D'après le texte fourni, quelle proportion de femmes a entendu sur son lieu de travail des remarques sexistes liées à la parentalité ?

TEXTE FOURNI:
- - -

RH : comment donner les mêmes opportunités de carrière aux femmes et aux hommes
Sexisme ordinaire, stéréotype de genre, différences de durée entre congé paternité et congé maternité… Autant d’éléments qui peuvent rendre les évolutions professionnelles des femmes plus compliquées que pour leurs collègues masculins. Comment y remédier ?
« Ah c’est vrai ; j’oublie tout le temps ! On ne peut pas compter sur elle le mercredi ! », « Tu comprends bien qu’avec l’annonce de ta grossesse, on reparlera de ta promotion plus tard » : 80% des femmes ont entendu sur leur lieu de travail des remarques sexistes liées à la parentalité, selon une étude menée par le CSEP et l’Institut BVA auprès de 37 000 salariés et publiée en 2019.
Des commentaires inacceptables qui n’épargnent pas les hommes : 59% des pères ont déjà entendu des phrases du type : « C’est pas ta femme qui récupère tes enfants le soir ? », « Ton fils est malade ? Ta femme ne peut pas s’en charger ? »

- - -

LIGNES DE DONNÉES:

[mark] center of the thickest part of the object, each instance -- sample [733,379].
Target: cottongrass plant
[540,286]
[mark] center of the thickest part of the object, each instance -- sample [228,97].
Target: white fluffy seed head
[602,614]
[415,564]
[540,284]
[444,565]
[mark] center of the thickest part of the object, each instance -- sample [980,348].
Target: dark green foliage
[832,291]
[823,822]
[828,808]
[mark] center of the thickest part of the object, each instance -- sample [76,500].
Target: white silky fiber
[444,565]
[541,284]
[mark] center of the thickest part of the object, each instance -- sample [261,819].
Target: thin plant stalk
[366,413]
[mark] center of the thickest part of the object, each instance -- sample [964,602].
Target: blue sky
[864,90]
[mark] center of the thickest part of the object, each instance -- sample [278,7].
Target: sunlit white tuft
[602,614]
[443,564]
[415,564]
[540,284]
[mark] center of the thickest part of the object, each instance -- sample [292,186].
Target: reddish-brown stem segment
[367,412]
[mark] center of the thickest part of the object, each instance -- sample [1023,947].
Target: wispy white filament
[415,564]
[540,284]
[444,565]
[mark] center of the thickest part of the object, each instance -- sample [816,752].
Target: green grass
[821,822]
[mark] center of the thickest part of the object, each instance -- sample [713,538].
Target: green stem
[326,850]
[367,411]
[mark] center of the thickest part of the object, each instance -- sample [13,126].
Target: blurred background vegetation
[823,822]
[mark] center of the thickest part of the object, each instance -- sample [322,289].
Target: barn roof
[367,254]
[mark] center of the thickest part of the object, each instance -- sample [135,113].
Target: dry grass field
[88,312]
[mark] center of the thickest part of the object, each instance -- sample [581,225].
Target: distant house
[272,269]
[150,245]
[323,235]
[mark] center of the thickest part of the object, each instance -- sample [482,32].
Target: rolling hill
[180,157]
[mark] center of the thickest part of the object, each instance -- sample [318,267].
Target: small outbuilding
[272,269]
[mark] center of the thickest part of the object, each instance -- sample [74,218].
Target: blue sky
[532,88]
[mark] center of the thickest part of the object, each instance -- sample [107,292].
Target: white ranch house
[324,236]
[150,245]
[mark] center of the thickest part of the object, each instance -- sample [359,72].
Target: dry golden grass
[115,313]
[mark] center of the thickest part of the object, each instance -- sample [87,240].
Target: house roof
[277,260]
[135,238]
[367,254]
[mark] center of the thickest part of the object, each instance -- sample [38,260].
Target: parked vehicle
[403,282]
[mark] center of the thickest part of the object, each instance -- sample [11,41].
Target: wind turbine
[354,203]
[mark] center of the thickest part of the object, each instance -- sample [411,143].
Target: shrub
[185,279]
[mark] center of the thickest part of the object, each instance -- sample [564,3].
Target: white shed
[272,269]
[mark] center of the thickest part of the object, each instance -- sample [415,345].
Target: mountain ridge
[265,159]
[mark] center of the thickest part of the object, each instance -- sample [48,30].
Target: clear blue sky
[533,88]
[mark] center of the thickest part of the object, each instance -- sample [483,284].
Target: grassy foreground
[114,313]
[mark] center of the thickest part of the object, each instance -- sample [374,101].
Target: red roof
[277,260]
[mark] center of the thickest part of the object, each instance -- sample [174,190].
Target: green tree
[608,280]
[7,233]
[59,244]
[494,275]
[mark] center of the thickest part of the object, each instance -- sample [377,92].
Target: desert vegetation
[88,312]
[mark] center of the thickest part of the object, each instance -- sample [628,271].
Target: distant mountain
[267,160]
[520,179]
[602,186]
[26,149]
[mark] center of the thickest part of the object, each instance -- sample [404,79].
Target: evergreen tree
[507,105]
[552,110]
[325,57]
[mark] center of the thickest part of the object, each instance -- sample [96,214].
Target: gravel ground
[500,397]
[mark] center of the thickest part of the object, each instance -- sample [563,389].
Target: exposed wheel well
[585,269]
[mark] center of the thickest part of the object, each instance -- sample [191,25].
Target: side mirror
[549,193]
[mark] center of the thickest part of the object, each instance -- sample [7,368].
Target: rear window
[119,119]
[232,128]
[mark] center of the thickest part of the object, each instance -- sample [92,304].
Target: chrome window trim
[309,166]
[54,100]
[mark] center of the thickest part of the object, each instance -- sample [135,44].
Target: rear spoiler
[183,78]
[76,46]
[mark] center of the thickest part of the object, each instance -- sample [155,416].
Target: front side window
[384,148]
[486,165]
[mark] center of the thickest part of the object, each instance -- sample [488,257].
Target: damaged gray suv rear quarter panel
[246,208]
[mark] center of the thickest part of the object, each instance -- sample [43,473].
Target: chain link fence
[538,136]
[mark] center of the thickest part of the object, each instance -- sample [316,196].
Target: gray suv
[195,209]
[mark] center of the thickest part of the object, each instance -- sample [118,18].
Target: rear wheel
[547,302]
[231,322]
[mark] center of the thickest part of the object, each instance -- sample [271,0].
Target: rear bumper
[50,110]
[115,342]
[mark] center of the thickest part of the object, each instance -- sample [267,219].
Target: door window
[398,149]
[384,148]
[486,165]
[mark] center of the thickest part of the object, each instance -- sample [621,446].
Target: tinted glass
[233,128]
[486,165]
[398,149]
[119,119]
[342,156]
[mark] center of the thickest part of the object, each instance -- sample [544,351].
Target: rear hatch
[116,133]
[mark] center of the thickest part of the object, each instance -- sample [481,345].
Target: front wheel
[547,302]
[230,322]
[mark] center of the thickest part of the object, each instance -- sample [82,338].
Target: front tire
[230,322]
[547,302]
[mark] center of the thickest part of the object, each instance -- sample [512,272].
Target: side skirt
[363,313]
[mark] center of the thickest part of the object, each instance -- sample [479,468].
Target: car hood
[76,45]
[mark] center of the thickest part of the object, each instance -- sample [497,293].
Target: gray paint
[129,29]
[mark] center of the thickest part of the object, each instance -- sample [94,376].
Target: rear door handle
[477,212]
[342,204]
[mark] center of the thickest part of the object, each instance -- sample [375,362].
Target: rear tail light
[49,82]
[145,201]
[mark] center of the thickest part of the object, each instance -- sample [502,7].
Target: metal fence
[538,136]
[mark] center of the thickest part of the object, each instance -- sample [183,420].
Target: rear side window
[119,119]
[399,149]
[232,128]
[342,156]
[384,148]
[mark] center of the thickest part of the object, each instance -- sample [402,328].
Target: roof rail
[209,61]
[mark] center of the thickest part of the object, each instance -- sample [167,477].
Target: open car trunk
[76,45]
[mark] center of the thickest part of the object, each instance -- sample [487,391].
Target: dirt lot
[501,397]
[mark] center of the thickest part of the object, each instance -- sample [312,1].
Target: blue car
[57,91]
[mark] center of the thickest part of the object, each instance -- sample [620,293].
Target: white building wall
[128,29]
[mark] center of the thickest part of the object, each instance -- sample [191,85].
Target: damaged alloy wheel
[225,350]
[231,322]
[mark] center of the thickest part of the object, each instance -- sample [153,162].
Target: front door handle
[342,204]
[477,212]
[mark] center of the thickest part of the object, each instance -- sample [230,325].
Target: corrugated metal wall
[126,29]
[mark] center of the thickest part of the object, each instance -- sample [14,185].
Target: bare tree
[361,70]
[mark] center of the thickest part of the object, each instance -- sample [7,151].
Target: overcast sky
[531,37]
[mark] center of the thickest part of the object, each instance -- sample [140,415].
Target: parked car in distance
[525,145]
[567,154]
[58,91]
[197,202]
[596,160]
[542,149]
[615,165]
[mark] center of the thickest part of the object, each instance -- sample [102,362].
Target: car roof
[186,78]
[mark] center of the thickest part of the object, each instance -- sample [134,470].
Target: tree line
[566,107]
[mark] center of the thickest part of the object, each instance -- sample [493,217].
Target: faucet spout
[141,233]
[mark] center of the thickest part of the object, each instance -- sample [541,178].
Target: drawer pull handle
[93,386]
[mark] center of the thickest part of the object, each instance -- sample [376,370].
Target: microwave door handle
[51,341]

- - -

RÉPONSE: 80 % des femmes, selon l'étude du CSEP et de l'Institut BVA publiée en 2019.